## Exercise brief
Starting with the line that contains "of the steep" and going on through the end of the listing, write out every line again, request lines included, shifting each point by adding 80 to both of its pixel coordinates.

## Exercise materials
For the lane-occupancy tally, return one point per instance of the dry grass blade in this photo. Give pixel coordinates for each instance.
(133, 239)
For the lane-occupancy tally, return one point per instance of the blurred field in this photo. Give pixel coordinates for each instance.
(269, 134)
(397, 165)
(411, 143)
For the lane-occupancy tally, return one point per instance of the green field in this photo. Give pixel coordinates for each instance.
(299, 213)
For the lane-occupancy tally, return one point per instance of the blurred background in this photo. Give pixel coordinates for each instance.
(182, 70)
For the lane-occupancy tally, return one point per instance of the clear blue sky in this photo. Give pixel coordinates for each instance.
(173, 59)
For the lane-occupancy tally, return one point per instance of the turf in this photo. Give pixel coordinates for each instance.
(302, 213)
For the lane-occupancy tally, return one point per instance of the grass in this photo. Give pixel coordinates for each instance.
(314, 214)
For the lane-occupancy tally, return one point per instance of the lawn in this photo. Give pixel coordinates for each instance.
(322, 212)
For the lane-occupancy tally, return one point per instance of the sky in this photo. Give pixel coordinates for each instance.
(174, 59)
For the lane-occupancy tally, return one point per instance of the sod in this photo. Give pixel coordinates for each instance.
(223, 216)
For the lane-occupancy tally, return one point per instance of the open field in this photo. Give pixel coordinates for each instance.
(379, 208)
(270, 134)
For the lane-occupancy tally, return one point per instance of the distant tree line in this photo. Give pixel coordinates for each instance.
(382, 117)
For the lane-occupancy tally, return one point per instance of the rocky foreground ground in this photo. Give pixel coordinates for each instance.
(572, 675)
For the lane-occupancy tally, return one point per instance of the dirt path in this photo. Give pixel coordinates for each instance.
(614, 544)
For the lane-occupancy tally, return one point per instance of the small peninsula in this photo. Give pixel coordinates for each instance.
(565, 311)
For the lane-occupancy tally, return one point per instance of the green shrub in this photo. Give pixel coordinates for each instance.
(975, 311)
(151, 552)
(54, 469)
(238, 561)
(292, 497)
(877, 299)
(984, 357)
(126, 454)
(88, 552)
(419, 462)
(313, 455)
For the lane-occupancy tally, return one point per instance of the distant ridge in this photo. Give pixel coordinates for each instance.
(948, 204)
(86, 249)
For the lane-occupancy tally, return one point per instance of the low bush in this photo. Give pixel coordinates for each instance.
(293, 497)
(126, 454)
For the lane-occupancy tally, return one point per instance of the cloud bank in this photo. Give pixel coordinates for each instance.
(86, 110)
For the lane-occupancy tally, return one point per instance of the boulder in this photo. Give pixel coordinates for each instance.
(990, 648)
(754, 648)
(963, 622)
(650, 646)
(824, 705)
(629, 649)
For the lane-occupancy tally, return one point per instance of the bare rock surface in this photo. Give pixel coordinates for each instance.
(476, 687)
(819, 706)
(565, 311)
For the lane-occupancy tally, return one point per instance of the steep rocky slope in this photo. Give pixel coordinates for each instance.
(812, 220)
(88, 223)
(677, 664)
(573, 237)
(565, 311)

## Final answer
For the lane-occupancy tally, return one point per instance of the steep rocky slope in this photo. Give pixel coordinates for each instance.
(892, 300)
(168, 303)
(757, 744)
(653, 317)
(645, 391)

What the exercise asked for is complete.